## START

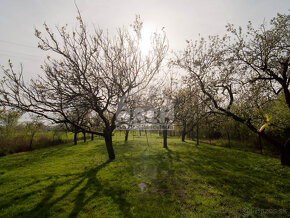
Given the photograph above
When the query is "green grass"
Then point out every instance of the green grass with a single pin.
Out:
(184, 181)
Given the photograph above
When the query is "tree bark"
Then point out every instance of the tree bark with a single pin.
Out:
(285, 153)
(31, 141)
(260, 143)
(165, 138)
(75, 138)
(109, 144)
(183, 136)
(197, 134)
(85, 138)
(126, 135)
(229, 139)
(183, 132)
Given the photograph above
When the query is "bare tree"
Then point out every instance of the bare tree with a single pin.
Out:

## END
## START

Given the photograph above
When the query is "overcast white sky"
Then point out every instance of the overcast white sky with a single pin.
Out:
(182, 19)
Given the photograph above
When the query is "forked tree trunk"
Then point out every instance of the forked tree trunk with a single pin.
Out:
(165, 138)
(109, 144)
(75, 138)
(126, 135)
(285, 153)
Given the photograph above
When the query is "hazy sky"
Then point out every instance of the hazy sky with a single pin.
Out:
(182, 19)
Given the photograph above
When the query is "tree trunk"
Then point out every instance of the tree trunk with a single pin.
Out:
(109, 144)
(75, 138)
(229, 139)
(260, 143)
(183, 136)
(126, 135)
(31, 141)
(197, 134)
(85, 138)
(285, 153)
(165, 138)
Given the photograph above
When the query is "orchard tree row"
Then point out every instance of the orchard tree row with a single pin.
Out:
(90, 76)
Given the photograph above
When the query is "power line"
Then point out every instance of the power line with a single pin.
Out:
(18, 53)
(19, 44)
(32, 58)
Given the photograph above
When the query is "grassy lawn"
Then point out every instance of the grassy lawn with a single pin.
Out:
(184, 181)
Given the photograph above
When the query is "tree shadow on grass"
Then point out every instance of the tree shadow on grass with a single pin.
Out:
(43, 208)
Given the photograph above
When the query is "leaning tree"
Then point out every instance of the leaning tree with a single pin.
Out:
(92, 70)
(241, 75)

## END

» **WHAT TO DO**
Pull out every line in the records above that contains the string "overcast", copying each such line in full. Matching is case-sensitive.

» **FULL SOLUTION**
When the query is "overcast white sky"
Then point out every instance of the overcast white sky with a single pin.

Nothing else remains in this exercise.